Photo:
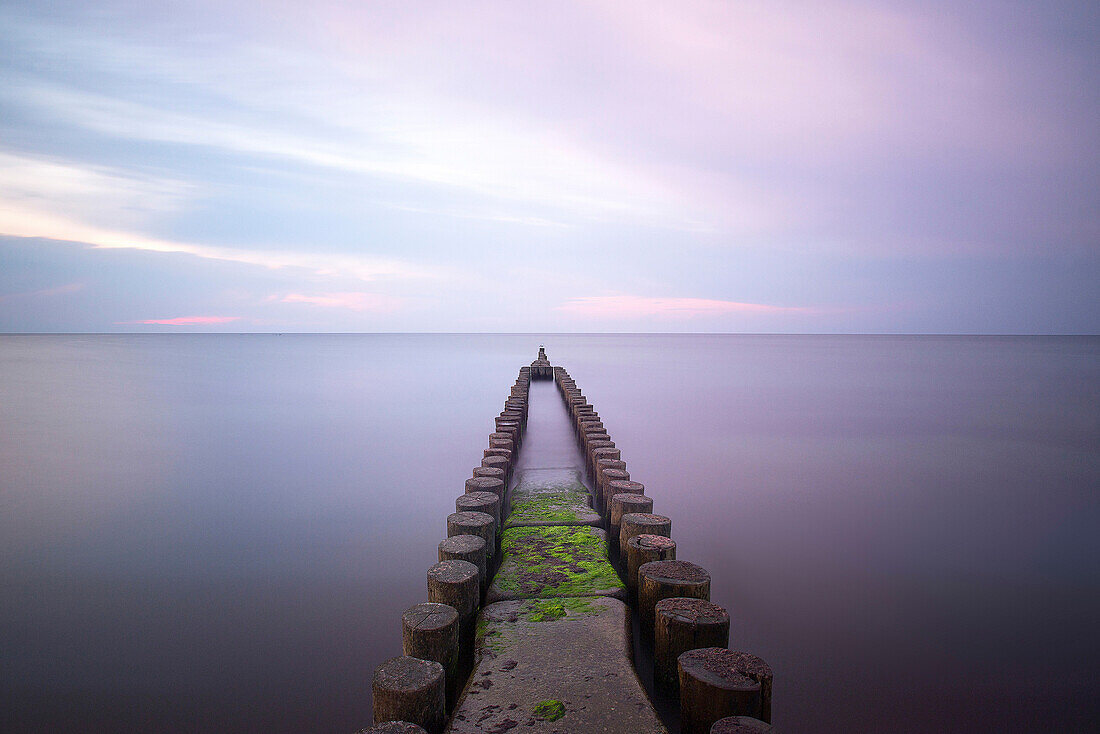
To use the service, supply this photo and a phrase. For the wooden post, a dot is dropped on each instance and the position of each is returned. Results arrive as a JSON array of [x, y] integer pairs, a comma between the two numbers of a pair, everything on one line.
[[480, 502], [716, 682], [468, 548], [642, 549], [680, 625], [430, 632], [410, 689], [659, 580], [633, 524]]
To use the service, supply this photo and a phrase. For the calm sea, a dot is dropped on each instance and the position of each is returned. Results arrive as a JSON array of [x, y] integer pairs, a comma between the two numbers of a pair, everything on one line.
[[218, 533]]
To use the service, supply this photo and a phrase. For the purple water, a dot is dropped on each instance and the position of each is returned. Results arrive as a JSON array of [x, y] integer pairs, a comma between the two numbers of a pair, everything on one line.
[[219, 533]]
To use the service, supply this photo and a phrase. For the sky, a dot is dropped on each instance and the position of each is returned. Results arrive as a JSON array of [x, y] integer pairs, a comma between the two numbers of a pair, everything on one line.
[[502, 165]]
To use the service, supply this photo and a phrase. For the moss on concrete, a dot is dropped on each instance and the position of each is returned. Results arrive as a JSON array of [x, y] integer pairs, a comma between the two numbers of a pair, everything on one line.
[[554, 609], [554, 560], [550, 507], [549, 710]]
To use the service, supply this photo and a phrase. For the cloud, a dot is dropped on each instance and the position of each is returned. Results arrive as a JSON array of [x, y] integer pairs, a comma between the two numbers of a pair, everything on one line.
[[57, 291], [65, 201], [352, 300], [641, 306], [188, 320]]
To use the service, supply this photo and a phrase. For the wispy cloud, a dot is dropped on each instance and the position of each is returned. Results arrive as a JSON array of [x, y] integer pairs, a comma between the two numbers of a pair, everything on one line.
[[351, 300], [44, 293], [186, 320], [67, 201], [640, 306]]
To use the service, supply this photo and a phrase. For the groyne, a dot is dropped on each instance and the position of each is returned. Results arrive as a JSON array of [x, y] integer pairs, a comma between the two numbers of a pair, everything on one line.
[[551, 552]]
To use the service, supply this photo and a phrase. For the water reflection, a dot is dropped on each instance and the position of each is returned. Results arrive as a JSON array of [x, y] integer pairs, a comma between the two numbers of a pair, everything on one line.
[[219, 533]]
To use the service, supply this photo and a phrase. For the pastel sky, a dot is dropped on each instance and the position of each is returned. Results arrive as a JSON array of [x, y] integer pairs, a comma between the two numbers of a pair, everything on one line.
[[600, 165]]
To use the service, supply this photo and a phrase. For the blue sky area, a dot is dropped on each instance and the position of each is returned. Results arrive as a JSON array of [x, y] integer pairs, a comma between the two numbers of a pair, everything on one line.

────────────────

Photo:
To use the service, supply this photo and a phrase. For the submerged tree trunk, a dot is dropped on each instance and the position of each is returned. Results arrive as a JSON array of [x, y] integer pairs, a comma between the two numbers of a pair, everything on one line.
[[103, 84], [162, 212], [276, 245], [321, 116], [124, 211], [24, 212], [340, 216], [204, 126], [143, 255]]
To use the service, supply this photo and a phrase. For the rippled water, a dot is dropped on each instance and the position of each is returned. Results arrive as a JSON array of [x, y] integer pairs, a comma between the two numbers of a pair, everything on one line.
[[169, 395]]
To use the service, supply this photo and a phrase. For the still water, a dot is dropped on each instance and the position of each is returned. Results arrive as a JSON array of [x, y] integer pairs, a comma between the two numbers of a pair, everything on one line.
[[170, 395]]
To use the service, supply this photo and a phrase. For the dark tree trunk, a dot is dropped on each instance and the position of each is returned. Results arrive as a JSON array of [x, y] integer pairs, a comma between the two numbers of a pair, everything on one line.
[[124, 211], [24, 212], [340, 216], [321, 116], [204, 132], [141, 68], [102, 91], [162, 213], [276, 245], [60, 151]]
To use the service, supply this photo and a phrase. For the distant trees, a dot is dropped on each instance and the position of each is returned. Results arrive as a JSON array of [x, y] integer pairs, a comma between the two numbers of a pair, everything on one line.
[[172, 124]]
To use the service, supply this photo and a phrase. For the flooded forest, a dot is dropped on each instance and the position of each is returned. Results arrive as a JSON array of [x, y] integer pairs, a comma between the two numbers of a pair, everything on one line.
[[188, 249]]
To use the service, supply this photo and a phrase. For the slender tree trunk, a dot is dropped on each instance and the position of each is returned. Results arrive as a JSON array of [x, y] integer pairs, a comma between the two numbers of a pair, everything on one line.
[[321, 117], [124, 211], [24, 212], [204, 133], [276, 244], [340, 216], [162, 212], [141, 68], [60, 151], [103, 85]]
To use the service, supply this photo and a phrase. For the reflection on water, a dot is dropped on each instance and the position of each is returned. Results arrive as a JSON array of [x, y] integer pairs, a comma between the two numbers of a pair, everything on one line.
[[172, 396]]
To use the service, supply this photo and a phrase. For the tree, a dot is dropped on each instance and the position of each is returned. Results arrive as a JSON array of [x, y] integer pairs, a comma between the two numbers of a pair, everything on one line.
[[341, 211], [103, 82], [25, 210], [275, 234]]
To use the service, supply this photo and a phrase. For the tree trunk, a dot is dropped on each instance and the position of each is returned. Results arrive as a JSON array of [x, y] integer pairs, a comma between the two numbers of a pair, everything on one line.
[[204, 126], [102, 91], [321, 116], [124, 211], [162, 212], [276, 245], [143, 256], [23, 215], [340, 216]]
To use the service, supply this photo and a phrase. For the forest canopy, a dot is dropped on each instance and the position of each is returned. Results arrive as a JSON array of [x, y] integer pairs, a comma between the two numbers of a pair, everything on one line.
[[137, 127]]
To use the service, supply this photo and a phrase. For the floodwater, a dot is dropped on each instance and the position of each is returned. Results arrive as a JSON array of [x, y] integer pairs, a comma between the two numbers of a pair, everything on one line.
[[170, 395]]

────────────────

• [Qué se pide]
¿Puedes copiar sin ningún cambio las líneas que van desde la que contiene "For the sky, a" hasta la que contiene "[[351, 300], [44, 293], [186, 320], [67, 201], [640, 306]]", ambas incluidas?

• [Tarea resuelta]
To use the service, supply this photo and a phrase. For the sky, a dot is dropped on each instance and the position of each is returned. Results arrive as a JSON array of [x, y] integer pairs, a comma between the two numbers of a pair, everything on one line.
[[502, 165]]
To use the service, supply this photo and a phrase. For the moss on concrete, a dot is dropped on each instance and the position of each is returned. Results arrive as a JSON array of [x, y] integer pairs, a comma between the two numbers of a pair, everything on one line.
[[554, 609], [554, 560], [550, 507], [549, 710]]
To use the service, supply this photo and a phrase. For the cloud, a dot is dropped on each instance and the position of each is returned. Results arrive as a JSON array of [x, y] integer pairs, a comma between the two numbers of a pair, everything on one line.
[[57, 291], [65, 201], [352, 300], [641, 306], [188, 320]]
To use the service, supply this photo and a phrase. For the wispy cloud, a dot is dropped on each instance and the position of each is returned. Results arrive as a JSON array of [x, y] integer pairs, a comma between the two numbers of a pair, everything on one line.
[[351, 300], [44, 293], [186, 320], [67, 201], [640, 306]]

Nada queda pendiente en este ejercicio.